Copy out verbatim the stretch of the material from the line containing "target: billowing cloud" through the line containing "145L275 181L316 194L326", with both of those lines included.

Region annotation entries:

------

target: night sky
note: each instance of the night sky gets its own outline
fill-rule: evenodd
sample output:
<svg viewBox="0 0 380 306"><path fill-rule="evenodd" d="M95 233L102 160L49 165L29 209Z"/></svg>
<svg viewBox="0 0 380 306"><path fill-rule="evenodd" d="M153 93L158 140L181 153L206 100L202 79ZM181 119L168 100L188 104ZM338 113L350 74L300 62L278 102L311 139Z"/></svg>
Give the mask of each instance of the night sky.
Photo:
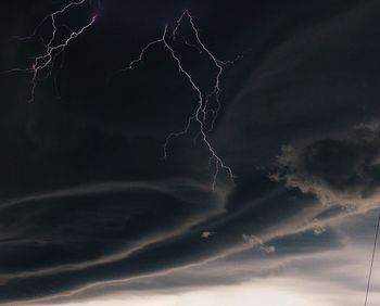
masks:
<svg viewBox="0 0 380 306"><path fill-rule="evenodd" d="M0 14L0 304L363 305L379 1Z"/></svg>

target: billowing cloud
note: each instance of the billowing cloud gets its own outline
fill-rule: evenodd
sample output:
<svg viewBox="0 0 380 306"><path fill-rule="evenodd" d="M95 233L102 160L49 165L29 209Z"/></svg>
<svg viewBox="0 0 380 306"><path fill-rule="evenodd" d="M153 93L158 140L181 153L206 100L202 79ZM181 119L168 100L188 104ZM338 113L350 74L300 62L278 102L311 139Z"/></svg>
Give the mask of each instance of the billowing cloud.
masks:
<svg viewBox="0 0 380 306"><path fill-rule="evenodd" d="M283 145L275 181L316 194L326 209L363 212L380 204L380 125L363 123L345 139Z"/></svg>

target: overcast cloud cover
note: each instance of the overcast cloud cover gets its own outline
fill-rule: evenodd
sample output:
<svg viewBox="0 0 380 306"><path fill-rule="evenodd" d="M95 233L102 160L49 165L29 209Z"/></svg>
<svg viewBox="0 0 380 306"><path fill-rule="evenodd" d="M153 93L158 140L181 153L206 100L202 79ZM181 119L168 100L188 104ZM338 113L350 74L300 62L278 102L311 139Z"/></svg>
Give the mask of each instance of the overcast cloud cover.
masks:
<svg viewBox="0 0 380 306"><path fill-rule="evenodd" d="M0 3L0 71L30 64L38 39L11 38L65 3ZM197 107L164 48L115 74L185 10L219 59L243 55L210 133L235 177L214 189L197 127L163 158ZM380 208L380 3L87 1L62 33L94 13L31 103L28 74L0 74L0 304L360 305ZM210 88L215 67L189 24L181 35ZM372 305L379 284L375 262Z"/></svg>

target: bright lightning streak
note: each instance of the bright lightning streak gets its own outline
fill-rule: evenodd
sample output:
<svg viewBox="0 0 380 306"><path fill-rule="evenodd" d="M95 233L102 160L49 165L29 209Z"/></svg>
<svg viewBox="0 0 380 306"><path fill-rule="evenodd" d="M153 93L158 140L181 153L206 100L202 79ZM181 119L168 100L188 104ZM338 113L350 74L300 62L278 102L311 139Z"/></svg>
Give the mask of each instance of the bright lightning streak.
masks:
<svg viewBox="0 0 380 306"><path fill-rule="evenodd" d="M53 68L54 68L54 62L58 59L58 56L63 54L66 47L72 42L72 40L76 39L85 30L87 30L89 27L91 27L94 24L94 22L97 20L97 15L93 15L90 18L90 21L87 24L85 24L81 28L79 28L78 30L71 30L69 27L66 25L58 25L56 24L58 16L65 14L72 8L80 7L80 5L85 4L86 1L87 0L73 1L73 2L69 2L67 5L65 5L64 8L62 8L61 10L58 10L55 12L50 13L38 24L38 26L35 28L35 30L31 33L30 36L14 37L14 39L21 40L21 41L33 39L38 35L41 27L43 25L46 25L46 23L48 23L48 22L52 28L50 38L47 42L43 40L43 38L40 37L40 40L41 40L42 46L43 46L43 52L42 52L42 54L33 58L33 63L29 67L13 68L13 69L9 69L7 72L3 72L3 74L4 73L29 73L29 74L31 74L31 80L30 80L31 89L30 89L29 98L28 98L29 103L33 102L35 99L35 92L36 92L36 87L37 87L38 82L46 79L46 78L49 78L52 75ZM67 37L61 38L61 39L59 38L59 27L60 26L63 26L69 30L69 35Z"/></svg>
<svg viewBox="0 0 380 306"><path fill-rule="evenodd" d="M207 94L205 94L200 89L200 87L197 86L193 77L191 76L189 71L187 71L183 67L181 60L178 58L176 51L174 50L174 47L172 47L170 41L168 40L169 34L172 36L172 42L176 40L177 36L179 36L178 33L180 30L180 26L186 18L190 23L191 29L192 29L194 37L195 37L195 40L197 40L197 44L192 44L192 43L188 42L188 40L183 36L180 36L180 38L183 40L183 42L187 46L195 48L200 53L205 53L211 59L211 61L213 62L215 67L217 68L217 74L215 77L213 90L211 92L208 92ZM163 44L165 47L165 49L170 53L172 59L175 61L179 73L182 74L187 78L187 80L189 81L192 89L197 92L197 95L198 95L198 107L197 107L195 112L188 118L188 122L187 122L185 129L177 131L177 132L170 132L167 136L166 141L164 143L164 158L167 158L167 146L169 145L170 140L173 138L177 138L177 137L186 135L189 131L192 124L193 123L197 124L199 126L199 135L197 136L197 138L198 137L201 138L201 141L206 145L206 148L210 152L208 165L215 167L215 171L214 171L214 176L213 176L213 184L212 184L212 188L214 190L216 187L217 177L221 170L226 171L231 179L233 179L233 173L232 173L232 169L228 165L226 165L224 163L224 161L219 157L219 155L215 152L213 145L211 144L211 142L208 140L207 133L211 130L213 130L217 115L218 115L220 107L221 107L220 101L219 101L219 95L220 95L220 78L221 78L221 75L224 72L224 67L226 65L233 64L237 60L241 59L242 55L237 56L237 59L233 61L220 61L220 60L218 60L201 40L200 35L199 35L199 30L195 27L193 17L191 16L189 11L187 10L176 21L176 26L173 28L172 33L169 33L168 26L166 25L162 37L157 40L153 40L153 41L149 42L141 50L139 56L137 59L135 59L134 61L131 61L122 71L128 71L128 69L134 68L134 66L136 64L138 64L142 61L143 56L149 51L149 49L151 49L155 44ZM210 106L208 101L212 97L215 97L216 104L217 104L216 110L213 110ZM207 123L207 115L208 114L212 114L212 120L211 120L211 127L207 129L206 123Z"/></svg>

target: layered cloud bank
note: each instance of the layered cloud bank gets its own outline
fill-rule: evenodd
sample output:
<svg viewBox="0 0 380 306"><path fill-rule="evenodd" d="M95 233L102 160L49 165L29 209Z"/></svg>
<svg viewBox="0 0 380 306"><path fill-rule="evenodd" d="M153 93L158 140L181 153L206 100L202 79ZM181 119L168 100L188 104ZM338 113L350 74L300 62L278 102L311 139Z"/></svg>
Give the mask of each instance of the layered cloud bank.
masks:
<svg viewBox="0 0 380 306"><path fill-rule="evenodd" d="M210 139L236 178L220 171L215 190L197 130L162 160L198 99L162 50L105 85L187 7L132 2L103 1L97 35L67 50L62 100L41 85L25 105L11 94L18 81L0 87L0 303L124 301L271 278L292 290L313 279L329 294L334 281L358 296L367 262L355 260L371 246L380 204L379 2L186 3L220 59L248 50L220 84ZM207 88L215 72L204 54L190 56L191 43L185 64ZM17 62L17 48L4 46L13 55L0 65Z"/></svg>

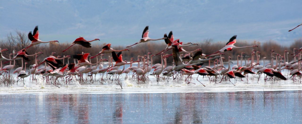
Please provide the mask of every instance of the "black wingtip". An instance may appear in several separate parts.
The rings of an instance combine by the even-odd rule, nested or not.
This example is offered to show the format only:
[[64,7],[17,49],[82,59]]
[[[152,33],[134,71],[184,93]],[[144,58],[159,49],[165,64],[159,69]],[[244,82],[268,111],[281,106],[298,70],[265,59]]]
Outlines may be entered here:
[[169,38],[171,38],[171,37],[172,36],[172,35],[173,35],[173,33],[172,32],[172,31],[170,31],[170,32],[169,33],[169,35],[168,35],[168,37]]

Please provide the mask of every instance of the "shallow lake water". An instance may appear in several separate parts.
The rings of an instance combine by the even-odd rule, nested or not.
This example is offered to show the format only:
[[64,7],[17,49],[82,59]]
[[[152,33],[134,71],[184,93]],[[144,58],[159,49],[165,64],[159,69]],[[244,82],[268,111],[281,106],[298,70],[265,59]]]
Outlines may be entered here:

------

SOLUTION TO THE PROBLEM
target: billowing cloud
note: each instance of the billowing cloud gets its own outline
fill-rule: evenodd
sample output:
<svg viewBox="0 0 380 306"><path fill-rule="evenodd" d="M95 233L102 160L49 165L29 209Z"/></svg>
<svg viewBox="0 0 380 306"><path fill-rule="evenodd" d="M153 93L158 140L181 153L206 100L202 79ZM181 119L168 100L188 104ZM338 113L350 74L300 62L278 102L311 139Z"/></svg>
Give the mask of each instance of the billowing cloud.
masks:
<svg viewBox="0 0 380 306"><path fill-rule="evenodd" d="M283 145L275 181L316 194L326 209L363 212L380 204L380 125L363 123L345 139Z"/></svg>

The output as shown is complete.